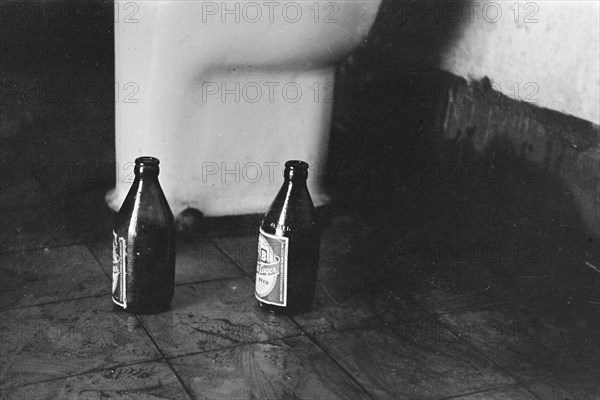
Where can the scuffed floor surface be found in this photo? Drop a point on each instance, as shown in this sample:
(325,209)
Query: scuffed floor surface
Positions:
(403,310)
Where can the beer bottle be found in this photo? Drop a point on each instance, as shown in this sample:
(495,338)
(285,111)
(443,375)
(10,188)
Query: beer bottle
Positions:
(288,246)
(144,245)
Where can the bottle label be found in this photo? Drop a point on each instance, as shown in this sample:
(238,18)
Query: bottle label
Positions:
(119,271)
(271,269)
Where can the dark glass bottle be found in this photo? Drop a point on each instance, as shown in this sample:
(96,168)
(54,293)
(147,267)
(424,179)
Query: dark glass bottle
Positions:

* * * * * * * * *

§ Problem: With the images omitted, output all entries exactly as given.

§ Response to this exercise:
Where can the scuffed floor surface be found in this photo? Drop a point on each instance, as shown in this sample:
(325,209)
Query: scuffed floor surface
Positions:
(403,310)
Where can the beer bottle be found in this photo? Drop a point on each instance, as shown in this sample:
(495,338)
(285,111)
(443,375)
(10,188)
Query: beer bottle
Positions:
(288,246)
(144,245)
Where can the bottle label be found in this photo? Drop a point on each instance, as shown in this sample:
(238,18)
Query: bottle label
Positions:
(119,271)
(271,269)
Where can the dark glass bottle be found in this photo? Drop a point on each instance, as shown in this sample:
(96,168)
(54,293)
(147,267)
(424,179)
Query: dark glass bottle
Positions:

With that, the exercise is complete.